** BEGIN Provided data **
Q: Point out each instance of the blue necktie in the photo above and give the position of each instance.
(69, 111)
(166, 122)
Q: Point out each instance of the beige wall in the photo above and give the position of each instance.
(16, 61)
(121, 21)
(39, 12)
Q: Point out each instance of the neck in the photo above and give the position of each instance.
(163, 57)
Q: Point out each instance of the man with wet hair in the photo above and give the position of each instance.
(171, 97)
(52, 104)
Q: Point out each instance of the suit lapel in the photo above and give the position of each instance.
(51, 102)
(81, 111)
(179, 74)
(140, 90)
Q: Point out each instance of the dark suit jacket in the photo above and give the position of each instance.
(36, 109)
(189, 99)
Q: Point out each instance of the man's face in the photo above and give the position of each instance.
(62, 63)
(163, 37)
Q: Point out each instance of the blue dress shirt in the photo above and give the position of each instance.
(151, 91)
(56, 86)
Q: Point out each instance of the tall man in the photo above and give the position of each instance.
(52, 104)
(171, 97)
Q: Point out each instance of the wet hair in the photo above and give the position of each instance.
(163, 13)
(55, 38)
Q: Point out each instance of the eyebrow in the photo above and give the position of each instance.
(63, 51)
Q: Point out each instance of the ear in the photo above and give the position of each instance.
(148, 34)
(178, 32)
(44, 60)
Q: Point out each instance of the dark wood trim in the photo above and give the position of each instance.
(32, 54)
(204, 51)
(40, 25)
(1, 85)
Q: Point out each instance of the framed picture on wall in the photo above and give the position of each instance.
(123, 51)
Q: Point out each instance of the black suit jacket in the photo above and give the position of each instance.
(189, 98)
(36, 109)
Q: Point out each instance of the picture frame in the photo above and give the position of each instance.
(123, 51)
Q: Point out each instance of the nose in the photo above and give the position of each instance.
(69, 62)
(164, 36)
** END Provided data **
### Instructions to follow:
Reproduce every entry shown above, precisely as it stands.

### Complete answer:
Q: Point out each instance of the blue necktie in the photo above and give the position of each instance.
(69, 111)
(166, 122)
Q: Point out each instance of the beige wall in the photo above and give the position of each instance.
(16, 61)
(121, 21)
(39, 12)
Q: Point out each instance of the neck in the photo above and give the position of each instance.
(163, 57)
Q: Point out each instance of the man with wet hair in the photo above and give the position of each instance.
(171, 97)
(52, 104)
Q: Point out each instance of the suit lapel in the photo above and give the position of each instance.
(51, 102)
(81, 111)
(179, 74)
(140, 90)
Q: Point out each instance of the dark suit jacket in the photo above and give the position of each instance.
(36, 109)
(189, 99)
Q: Point out each instance of the man's face in the photo above and give the position of each instance.
(62, 63)
(163, 37)
Q: Point out each instance of the blue dress shirt in the photo above and give the position of each instance.
(151, 91)
(56, 86)
Q: Point out each instance of the tall man in the photo above and give the position of each instance.
(52, 104)
(171, 97)
Q: Point out each instance of the wet hair in the photo above and give the position of each instance.
(163, 13)
(55, 38)
Q: Point out each instance of the eyebrow in the photo above and give the position of each instance.
(63, 51)
Q: Point out each instance of the ear in the photo above and give the position of each instance.
(148, 34)
(178, 32)
(44, 60)
Q: Point out each instance of the dark wood trim in the photo above and give the position of each instance.
(32, 54)
(204, 51)
(40, 25)
(1, 85)
Q: Point out each instance of the framed picture on wall in the photo above and give the position of each instance.
(123, 51)
Q: Point out each instance of the black suit jacket in the photo above and give the position of each instance.
(189, 98)
(36, 109)
Q: Point out each instance of the picture frame in the photo above and give the position of each instance.
(123, 51)
Q: Point out each instance of the nose in the photo above and give the position of each instance.
(69, 62)
(164, 36)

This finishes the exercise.